== ESERCIZIO SCRITTO ==
Riscrivi il materiale a partire dalla riga che contiene "[pin] rocky hillside" fino alla fine, sostituendo "small tree" con "shrub" e lasciando invariato tutto il resto.

━━━━━━━━━━━━━━━━━━━━━━━━━━━━━━

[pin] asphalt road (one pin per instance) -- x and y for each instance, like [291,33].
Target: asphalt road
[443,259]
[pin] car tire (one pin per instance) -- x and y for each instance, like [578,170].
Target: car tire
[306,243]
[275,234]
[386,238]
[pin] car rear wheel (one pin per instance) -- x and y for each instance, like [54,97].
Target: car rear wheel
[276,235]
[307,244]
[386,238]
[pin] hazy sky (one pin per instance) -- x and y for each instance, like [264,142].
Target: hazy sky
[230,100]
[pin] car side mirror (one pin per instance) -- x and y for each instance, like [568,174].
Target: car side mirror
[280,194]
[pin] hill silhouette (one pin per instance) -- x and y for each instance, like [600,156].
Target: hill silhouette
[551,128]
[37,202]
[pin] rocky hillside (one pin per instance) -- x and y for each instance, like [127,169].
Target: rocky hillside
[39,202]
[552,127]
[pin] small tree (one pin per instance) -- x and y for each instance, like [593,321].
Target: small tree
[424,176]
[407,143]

━━━━━━━━━━━━━━━━━━━━━━━━━━━━━━

== SOLUZIONE ==
[pin] rocky hillside (one pin per instance) -- x and y for each instance, like [127,169].
Target: rocky hillside
[39,202]
[552,127]
[pin] shrub (one pin per instance) -- x and y for each instance, like [593,321].
Target: shrub
[424,176]
[407,143]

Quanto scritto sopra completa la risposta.